Location identification entries:
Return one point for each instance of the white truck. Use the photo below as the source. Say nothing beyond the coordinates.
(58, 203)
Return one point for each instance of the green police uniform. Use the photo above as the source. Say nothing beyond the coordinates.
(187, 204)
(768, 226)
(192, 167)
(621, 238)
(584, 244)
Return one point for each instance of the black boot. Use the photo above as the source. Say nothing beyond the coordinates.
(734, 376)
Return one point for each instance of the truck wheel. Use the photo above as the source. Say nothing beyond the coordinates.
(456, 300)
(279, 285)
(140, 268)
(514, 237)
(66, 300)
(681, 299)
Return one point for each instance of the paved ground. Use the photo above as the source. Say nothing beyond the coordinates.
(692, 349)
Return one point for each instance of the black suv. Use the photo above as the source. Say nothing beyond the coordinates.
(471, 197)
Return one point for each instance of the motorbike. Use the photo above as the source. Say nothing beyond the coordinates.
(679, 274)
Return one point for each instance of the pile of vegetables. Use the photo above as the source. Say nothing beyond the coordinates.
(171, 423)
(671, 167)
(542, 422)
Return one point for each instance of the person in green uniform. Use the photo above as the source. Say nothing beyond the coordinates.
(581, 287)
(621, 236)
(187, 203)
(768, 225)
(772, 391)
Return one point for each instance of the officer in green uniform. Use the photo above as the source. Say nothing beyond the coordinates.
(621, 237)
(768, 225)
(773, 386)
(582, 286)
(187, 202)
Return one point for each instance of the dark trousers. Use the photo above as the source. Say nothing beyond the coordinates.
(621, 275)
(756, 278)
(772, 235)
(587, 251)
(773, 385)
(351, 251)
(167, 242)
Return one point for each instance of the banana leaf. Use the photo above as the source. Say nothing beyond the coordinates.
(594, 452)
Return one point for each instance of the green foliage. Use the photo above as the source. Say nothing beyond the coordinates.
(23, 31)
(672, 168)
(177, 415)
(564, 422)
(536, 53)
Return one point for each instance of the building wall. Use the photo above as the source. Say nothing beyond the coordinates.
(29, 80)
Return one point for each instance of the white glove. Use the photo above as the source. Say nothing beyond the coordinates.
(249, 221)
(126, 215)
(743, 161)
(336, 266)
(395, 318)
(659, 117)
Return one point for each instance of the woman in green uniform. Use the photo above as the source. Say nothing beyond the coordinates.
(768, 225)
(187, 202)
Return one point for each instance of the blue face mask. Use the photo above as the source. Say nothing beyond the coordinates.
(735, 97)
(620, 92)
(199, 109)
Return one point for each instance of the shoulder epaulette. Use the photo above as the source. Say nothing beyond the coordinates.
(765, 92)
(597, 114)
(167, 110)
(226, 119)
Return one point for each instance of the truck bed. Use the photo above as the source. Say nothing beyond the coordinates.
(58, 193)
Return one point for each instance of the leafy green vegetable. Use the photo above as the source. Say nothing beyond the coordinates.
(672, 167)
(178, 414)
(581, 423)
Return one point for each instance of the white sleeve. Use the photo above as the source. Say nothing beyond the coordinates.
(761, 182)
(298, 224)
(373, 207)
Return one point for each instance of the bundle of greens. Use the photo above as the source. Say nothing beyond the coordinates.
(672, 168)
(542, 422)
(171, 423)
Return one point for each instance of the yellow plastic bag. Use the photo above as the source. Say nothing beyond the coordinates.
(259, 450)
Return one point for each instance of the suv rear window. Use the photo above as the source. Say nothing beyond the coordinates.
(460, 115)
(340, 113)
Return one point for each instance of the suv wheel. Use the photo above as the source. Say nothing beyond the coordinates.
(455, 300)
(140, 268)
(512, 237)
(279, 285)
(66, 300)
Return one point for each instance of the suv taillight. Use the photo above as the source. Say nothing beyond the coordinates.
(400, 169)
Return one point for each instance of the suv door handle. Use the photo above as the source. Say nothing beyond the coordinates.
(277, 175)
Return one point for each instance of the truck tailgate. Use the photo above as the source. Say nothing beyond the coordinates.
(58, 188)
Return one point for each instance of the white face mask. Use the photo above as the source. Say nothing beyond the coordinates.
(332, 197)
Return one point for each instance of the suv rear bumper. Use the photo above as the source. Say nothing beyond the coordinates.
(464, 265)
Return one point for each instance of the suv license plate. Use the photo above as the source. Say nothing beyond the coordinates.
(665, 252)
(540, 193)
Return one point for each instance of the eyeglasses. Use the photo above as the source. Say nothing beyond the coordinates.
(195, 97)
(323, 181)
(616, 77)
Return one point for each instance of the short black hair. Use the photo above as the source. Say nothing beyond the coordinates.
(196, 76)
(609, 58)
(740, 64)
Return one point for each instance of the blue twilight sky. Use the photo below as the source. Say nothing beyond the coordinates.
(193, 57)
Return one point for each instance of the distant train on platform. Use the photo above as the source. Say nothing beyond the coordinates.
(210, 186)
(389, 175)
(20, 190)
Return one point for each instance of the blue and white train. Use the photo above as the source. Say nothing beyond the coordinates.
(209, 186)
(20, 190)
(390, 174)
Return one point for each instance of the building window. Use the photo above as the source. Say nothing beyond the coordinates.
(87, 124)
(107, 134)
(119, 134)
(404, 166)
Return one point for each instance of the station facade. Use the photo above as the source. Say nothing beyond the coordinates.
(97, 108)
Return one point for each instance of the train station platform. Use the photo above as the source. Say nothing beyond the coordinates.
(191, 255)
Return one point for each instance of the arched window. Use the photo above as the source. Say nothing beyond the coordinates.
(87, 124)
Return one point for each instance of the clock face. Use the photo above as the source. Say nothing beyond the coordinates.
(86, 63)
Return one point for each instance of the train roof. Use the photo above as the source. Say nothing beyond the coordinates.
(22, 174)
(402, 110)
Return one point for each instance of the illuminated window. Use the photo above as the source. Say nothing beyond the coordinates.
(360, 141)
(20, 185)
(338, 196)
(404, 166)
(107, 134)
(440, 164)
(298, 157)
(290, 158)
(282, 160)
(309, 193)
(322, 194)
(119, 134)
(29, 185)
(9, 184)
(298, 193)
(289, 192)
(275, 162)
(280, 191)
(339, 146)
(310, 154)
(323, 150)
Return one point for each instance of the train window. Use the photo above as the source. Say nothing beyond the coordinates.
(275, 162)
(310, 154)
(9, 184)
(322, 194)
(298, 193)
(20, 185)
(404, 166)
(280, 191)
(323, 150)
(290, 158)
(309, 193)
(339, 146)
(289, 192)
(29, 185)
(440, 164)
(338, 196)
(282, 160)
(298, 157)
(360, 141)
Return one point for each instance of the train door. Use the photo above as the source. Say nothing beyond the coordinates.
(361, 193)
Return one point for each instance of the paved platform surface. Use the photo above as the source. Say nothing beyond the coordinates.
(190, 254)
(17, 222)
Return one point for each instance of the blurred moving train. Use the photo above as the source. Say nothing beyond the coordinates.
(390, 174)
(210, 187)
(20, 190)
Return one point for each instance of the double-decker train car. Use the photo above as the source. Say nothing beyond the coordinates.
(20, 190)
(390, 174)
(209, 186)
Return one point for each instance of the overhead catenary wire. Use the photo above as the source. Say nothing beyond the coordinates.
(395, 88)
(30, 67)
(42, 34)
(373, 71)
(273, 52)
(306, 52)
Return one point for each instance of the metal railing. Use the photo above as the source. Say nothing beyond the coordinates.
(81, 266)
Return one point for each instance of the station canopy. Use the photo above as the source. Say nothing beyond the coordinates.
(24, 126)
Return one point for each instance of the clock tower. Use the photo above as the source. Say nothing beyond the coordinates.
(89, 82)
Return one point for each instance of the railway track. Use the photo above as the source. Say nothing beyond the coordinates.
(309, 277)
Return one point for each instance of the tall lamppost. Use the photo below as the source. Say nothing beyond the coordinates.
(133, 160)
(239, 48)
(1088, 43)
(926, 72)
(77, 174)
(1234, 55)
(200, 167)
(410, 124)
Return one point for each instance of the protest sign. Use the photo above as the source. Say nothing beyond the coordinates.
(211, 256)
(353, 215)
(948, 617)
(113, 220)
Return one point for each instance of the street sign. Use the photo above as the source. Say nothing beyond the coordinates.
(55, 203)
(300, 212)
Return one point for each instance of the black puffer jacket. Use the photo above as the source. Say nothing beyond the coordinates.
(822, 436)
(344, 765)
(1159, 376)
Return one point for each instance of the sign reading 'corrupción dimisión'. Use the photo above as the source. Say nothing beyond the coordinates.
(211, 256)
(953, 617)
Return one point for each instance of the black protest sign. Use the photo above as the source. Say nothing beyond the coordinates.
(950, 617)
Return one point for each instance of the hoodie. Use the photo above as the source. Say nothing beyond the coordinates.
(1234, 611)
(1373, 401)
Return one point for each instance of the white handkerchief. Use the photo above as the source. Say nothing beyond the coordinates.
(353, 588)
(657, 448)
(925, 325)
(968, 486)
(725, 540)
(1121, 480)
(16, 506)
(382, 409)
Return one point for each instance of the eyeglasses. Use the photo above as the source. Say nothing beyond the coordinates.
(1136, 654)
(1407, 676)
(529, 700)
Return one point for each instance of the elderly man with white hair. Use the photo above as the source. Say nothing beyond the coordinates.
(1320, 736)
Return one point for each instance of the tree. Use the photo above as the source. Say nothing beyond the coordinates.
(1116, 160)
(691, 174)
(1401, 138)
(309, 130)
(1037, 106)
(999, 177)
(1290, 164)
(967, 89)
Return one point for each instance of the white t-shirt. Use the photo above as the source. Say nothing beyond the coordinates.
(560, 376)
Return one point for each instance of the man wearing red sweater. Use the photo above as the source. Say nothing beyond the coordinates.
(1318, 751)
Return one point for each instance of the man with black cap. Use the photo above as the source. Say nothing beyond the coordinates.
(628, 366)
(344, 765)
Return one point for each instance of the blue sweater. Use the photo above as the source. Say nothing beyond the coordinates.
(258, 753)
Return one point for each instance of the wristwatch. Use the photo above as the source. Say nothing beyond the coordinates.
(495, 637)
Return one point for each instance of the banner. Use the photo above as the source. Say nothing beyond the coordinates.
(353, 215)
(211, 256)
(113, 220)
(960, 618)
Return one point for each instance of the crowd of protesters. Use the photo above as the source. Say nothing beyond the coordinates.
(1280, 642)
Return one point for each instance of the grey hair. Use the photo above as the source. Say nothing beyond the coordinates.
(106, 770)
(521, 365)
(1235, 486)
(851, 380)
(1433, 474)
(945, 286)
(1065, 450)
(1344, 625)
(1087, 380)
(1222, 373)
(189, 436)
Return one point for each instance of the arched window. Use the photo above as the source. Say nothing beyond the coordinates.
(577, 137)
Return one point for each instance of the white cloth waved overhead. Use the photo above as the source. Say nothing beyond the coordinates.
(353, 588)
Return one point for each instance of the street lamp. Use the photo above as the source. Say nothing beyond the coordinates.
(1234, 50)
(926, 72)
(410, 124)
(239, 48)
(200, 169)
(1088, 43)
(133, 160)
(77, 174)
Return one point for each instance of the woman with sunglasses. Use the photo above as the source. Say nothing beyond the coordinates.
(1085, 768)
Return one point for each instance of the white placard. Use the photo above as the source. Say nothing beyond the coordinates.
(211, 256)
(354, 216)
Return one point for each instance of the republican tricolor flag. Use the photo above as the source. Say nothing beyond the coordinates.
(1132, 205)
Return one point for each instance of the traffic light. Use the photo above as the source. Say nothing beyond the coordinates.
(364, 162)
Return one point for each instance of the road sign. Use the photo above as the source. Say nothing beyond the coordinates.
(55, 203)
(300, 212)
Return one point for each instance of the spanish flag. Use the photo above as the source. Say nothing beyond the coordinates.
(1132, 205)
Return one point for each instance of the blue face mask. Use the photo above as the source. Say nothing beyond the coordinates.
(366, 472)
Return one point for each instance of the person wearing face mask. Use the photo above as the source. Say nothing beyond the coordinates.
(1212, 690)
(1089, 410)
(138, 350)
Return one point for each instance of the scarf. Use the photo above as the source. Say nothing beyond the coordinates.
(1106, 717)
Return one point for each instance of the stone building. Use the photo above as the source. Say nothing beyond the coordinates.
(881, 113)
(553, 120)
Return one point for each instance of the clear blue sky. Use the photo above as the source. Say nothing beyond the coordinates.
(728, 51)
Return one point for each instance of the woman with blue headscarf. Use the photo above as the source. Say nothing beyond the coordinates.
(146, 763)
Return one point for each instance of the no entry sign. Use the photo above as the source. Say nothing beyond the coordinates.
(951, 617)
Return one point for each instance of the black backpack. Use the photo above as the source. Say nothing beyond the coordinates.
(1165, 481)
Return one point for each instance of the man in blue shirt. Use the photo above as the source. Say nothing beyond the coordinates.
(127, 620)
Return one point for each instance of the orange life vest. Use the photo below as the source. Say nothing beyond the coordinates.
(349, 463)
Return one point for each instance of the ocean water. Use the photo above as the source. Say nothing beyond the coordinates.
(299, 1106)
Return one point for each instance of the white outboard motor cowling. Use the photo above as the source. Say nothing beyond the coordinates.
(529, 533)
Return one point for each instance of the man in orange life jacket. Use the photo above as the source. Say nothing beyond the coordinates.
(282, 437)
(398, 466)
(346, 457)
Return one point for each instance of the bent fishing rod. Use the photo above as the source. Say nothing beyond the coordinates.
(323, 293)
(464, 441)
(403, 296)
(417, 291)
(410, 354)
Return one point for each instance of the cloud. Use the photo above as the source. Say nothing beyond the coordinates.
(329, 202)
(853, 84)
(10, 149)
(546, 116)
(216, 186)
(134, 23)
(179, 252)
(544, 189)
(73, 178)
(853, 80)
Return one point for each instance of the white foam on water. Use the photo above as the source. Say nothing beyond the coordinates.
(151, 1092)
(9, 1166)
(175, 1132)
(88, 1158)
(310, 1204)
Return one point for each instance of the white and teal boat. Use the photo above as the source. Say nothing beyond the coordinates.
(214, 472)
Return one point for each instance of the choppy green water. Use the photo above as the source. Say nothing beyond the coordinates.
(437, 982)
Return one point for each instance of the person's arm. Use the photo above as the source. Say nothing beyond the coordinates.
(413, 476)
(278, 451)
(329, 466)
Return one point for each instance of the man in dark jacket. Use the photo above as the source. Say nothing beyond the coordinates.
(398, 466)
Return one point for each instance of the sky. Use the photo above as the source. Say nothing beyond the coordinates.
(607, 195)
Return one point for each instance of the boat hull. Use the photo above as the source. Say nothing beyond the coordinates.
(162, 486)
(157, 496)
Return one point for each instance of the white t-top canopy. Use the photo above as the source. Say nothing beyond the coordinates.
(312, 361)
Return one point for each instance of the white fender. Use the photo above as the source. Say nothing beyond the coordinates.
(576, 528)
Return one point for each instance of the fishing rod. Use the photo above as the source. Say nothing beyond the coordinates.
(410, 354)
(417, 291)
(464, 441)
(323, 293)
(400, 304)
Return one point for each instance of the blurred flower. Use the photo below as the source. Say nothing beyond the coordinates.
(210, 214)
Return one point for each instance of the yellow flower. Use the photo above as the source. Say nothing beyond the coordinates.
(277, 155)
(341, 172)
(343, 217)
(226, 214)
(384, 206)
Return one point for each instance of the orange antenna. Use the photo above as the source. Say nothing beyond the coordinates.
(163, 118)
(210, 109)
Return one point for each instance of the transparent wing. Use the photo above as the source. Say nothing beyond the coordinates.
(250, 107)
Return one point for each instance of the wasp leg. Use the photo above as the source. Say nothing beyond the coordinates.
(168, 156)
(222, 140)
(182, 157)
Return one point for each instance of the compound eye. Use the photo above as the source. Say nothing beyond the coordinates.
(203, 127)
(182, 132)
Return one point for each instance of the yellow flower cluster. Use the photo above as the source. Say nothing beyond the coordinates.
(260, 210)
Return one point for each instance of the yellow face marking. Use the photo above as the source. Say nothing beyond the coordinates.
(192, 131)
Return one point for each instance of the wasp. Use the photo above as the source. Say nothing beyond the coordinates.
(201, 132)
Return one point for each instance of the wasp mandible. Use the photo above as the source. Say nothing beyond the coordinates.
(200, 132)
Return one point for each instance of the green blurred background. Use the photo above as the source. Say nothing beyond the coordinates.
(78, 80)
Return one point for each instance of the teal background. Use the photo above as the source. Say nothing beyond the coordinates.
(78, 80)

→ **EXERCISE DETAILS**: Through the last line of the entries above, beginning at the line containing "Return one point for each instance of the yellow flower cluster.", transcribe each line exactly, both ends included and nothing more.

→ **REPLY**:
Return one point for each instance of the yellow flower cluster. Use the photo above as the source. Say nothing beyond the coordinates.
(260, 210)
Return one point for each instance of the yellow face marking. Use the photo above as the source. Say nothing beyond the coordinates.
(192, 131)
Return one point for each instance of the wasp. Use the photo above as the source. Say nothing beyond the coordinates.
(201, 132)
Return one point for each instance of the wasp mandible. Use the photo above as the source. Say nothing beyond the coordinates.
(200, 132)
Return one point for each instance of the green blurred background. Use the photo above as the source. Say nothing beyond the coordinates.
(78, 80)
Return one point for each instance of the teal background. Use the photo above as the source. Say nothing beyond the coordinates.
(78, 80)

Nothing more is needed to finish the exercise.